*** Text provided ***
Year by year, month by month, the plight of our fragmentary and precarious civilization becomes more
serious. Fascism abroad grows more bold and ruthless in its foreign ventures, more tyrannical toward its
own citizens, more barbarian in its contempt for the life of the mind. Even in our own country we have
reason to fear a tendency toward militarization and the curtailment of civil liberty. Moreover, while the
decades pass, no resolute step is taken to alleviate the injustice of our social order. Our outworn
economic system dooms millions to frustration.
In these conditions it is difficult for writers to pursue their calling at once with courage and with balanced
judgment. Some merely shrug their shoulders and withdraw from the central struggle of our age. These,
with their minds closed against the world's most vital issues, inevitably produce works which not only
have no depth of significance for their contemporaries but also are subtly insincere. For these writers
must consciously or unconsciously contrive to persuade themselves either that the crisis in human affairs
does not exist, or that it is less important than their own work, or that it is anyhow not their business. But
the crisis does exist, is of supreme importance, and concerns us all. Can anyone who is at all intelligent
and informed hold the contrary without self-deception?
*** Supplied information ***
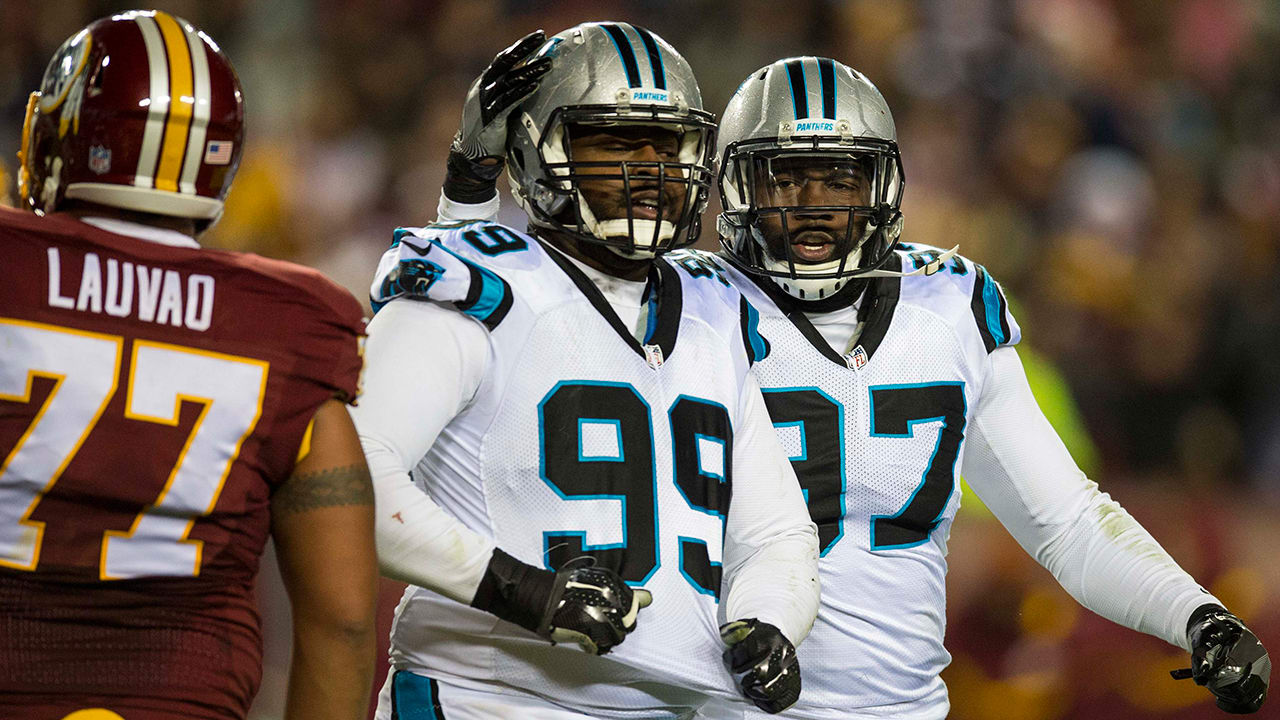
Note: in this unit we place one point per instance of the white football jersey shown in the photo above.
(583, 440)
(877, 437)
***
## Exercise objective
Please answer these questions from the passage on writers in a time of crisis:
1. For what does fascism abroad show growing contempt?
2. To what does the outworn economic system doom millions?
3. From what do some writers withdraw?
The lines have nothing to do with the passage on writers in a time of crisis.

## Expected answer
1. The life of the mind.
2. Frustration.
3. The central struggle of our age.